### Short exercise:
Substitute "Object" for every "Target" and reproduce the items with no other change, starting with the first line of the items and going on through the line with "x=81, y=213". Omit the pictures from your answer.

:::

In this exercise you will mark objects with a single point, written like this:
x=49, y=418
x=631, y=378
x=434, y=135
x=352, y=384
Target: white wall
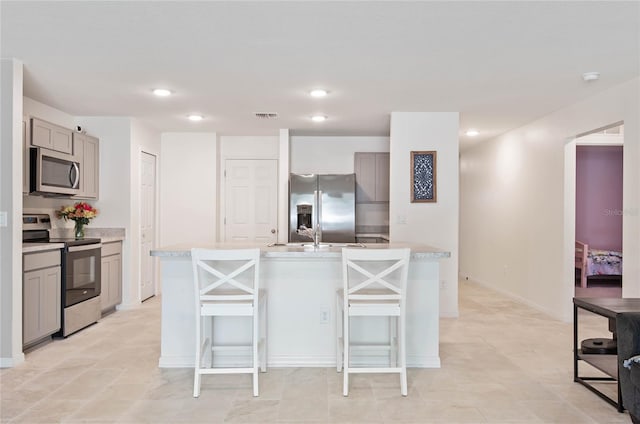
x=188, y=185
x=122, y=139
x=331, y=155
x=114, y=203
x=11, y=110
x=434, y=224
x=514, y=235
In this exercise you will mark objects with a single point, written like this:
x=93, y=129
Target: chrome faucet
x=317, y=235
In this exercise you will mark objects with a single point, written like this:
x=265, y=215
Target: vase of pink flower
x=81, y=213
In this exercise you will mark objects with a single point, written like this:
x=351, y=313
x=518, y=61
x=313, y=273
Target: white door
x=147, y=224
x=251, y=200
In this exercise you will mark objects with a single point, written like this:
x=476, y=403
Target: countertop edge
x=421, y=252
x=40, y=247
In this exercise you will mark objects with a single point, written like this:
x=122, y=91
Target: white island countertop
x=303, y=250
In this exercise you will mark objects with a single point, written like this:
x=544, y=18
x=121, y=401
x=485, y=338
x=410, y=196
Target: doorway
x=147, y=225
x=251, y=200
x=598, y=213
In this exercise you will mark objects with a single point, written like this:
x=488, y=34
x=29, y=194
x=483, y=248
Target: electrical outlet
x=324, y=315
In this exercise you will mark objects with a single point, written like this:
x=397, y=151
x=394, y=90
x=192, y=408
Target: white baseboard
x=11, y=362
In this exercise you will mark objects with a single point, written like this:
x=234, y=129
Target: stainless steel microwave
x=53, y=173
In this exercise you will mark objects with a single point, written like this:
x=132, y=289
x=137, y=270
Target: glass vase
x=79, y=230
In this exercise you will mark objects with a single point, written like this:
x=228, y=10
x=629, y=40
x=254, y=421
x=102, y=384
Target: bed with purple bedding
x=597, y=262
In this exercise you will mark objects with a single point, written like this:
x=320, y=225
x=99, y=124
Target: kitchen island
x=301, y=324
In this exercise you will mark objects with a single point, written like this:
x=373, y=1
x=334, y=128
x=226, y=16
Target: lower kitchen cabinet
x=41, y=296
x=111, y=276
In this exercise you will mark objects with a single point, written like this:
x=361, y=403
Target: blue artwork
x=424, y=177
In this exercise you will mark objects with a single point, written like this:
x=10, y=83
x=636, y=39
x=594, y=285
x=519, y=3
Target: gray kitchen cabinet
x=51, y=136
x=41, y=296
x=372, y=177
x=87, y=153
x=111, y=276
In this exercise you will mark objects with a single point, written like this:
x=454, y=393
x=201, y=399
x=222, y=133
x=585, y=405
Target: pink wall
x=599, y=196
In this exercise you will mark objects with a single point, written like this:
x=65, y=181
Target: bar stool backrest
x=375, y=274
x=226, y=275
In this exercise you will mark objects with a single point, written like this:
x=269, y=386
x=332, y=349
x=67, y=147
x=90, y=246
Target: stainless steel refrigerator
x=322, y=206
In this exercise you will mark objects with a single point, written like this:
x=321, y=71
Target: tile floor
x=502, y=362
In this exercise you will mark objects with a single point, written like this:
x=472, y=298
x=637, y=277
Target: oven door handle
x=85, y=247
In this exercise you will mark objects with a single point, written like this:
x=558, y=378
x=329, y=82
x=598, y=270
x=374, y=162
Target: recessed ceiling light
x=590, y=76
x=472, y=132
x=161, y=92
x=318, y=92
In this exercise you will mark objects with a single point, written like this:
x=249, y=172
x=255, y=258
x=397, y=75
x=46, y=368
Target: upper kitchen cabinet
x=51, y=136
x=25, y=155
x=86, y=150
x=372, y=177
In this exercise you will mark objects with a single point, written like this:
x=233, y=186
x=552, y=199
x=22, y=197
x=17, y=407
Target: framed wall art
x=423, y=176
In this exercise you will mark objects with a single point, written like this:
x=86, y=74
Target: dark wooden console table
x=607, y=363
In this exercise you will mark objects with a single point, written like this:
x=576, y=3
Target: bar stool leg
x=345, y=364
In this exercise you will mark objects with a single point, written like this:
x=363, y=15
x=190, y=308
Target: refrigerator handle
x=319, y=219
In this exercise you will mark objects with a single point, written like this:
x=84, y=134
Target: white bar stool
x=374, y=284
x=226, y=283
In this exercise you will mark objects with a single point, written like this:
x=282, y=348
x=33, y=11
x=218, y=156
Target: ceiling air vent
x=266, y=115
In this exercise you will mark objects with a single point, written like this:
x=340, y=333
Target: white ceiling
x=500, y=64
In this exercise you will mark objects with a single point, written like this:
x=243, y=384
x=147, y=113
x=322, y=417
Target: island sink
x=319, y=245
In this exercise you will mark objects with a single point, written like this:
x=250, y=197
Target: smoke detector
x=266, y=115
x=590, y=76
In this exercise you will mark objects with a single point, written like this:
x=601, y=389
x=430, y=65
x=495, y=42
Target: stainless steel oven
x=81, y=273
x=81, y=270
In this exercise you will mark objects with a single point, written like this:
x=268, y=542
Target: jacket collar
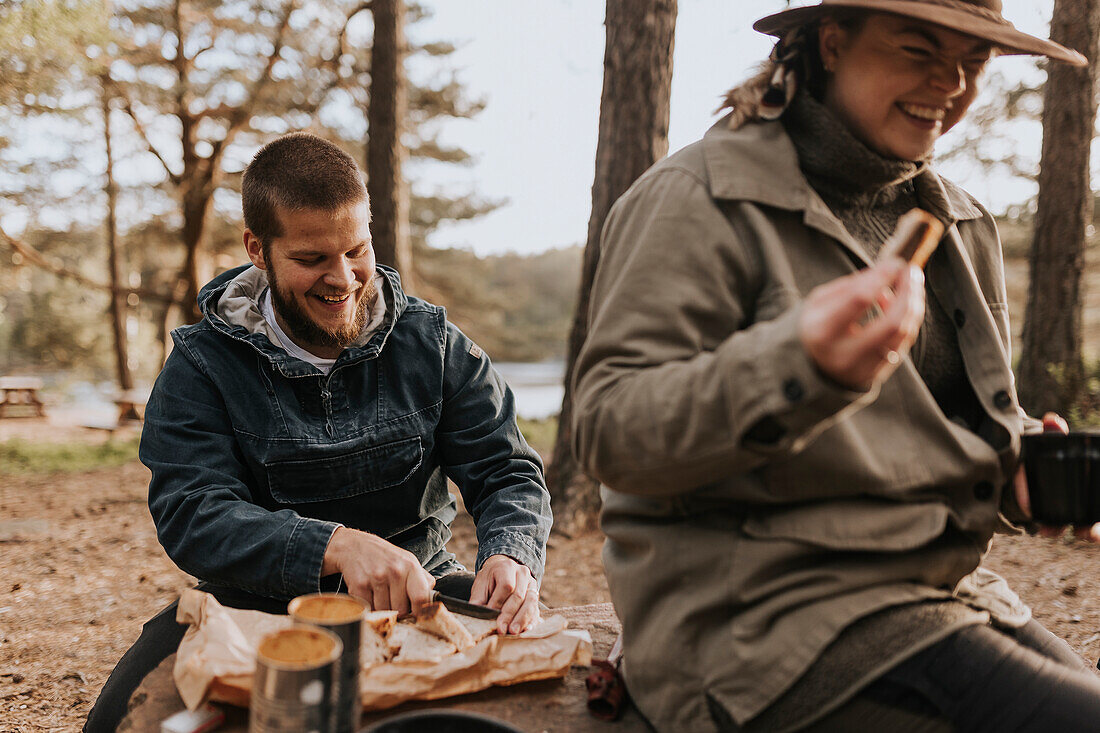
x=242, y=320
x=758, y=163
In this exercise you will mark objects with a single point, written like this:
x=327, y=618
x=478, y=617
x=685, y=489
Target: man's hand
x=1052, y=423
x=385, y=576
x=506, y=584
x=849, y=349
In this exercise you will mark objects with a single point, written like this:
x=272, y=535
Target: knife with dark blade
x=465, y=608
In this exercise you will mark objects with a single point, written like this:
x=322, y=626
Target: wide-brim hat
x=978, y=18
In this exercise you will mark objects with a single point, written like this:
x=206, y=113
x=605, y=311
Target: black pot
x=1063, y=477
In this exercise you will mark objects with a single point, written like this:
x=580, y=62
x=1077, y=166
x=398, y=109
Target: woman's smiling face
x=899, y=83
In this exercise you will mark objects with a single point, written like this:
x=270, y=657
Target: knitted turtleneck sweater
x=868, y=194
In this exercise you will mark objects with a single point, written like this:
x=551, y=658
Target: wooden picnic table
x=557, y=706
x=22, y=394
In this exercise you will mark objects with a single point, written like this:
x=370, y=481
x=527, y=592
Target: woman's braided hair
x=794, y=61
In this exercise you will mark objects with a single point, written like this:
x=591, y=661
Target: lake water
x=538, y=386
x=538, y=389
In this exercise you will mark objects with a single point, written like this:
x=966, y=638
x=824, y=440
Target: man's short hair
x=298, y=171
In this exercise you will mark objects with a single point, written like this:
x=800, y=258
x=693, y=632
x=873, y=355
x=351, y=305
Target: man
x=300, y=435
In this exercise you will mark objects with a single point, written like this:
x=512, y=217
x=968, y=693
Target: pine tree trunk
x=1052, y=372
x=118, y=307
x=634, y=134
x=385, y=151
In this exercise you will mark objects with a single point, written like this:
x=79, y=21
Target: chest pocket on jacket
x=343, y=476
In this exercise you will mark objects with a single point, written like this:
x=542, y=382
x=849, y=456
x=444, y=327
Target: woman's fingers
x=844, y=342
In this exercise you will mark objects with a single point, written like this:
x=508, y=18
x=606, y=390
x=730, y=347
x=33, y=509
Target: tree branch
x=43, y=262
x=241, y=115
x=141, y=131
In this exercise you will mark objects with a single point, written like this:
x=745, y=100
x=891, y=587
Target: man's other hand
x=385, y=576
x=508, y=586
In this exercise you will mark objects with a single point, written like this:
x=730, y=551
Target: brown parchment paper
x=217, y=657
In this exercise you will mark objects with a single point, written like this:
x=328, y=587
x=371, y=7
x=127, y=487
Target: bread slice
x=479, y=627
x=436, y=619
x=410, y=644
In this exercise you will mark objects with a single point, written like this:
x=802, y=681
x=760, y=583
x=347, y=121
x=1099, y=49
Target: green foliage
x=45, y=45
x=21, y=458
x=540, y=435
x=518, y=308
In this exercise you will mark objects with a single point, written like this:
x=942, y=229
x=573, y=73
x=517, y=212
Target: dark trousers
x=161, y=636
x=980, y=679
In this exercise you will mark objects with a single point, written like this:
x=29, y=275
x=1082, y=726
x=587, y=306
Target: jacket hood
x=230, y=304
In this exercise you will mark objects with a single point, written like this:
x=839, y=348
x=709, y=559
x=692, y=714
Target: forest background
x=123, y=130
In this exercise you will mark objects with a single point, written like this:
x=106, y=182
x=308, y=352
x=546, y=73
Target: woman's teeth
x=931, y=113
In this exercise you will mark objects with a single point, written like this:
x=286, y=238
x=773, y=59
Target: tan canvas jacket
x=752, y=507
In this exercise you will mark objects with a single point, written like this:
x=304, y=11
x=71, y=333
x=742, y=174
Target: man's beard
x=305, y=329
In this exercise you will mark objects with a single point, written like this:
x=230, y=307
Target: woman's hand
x=846, y=346
x=1052, y=423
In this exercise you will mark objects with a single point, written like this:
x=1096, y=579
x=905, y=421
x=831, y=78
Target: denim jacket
x=256, y=457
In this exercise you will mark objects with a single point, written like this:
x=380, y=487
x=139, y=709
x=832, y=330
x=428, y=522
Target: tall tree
x=634, y=133
x=118, y=298
x=385, y=150
x=1052, y=373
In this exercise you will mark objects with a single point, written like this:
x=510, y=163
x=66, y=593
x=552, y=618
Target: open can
x=342, y=615
x=294, y=686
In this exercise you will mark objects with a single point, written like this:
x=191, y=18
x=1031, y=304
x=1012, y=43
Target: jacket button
x=793, y=390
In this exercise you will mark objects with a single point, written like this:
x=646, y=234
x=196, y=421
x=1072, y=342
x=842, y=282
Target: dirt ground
x=80, y=570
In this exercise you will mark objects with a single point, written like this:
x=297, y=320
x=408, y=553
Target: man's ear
x=831, y=39
x=255, y=249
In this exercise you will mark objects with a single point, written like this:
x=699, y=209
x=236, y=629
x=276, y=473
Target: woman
x=798, y=496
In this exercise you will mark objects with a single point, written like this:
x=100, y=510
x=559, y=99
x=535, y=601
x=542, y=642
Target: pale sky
x=539, y=65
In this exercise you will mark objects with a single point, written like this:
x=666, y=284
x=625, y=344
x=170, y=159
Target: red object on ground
x=606, y=689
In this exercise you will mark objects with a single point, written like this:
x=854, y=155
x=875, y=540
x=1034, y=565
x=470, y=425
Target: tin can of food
x=342, y=615
x=294, y=686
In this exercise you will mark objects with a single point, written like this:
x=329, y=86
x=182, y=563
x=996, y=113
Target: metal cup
x=295, y=680
x=343, y=615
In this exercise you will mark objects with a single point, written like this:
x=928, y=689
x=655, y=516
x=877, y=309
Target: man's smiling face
x=321, y=274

:::

### Written response:
In this exercise you will mark objects with a single point, written like this:
x=49, y=418
x=631, y=378
x=434, y=135
x=352, y=384
Object: white wall
x=188, y=185
x=122, y=139
x=331, y=155
x=114, y=203
x=11, y=110
x=434, y=224
x=514, y=235
In this exercise you will mark objects with a single point, written like this:
x=93, y=129
Object: chrome faucet
x=317, y=235
In this exercise you will mark objects with a single point, written like this:
x=265, y=215
Object: vase of pink flower
x=81, y=213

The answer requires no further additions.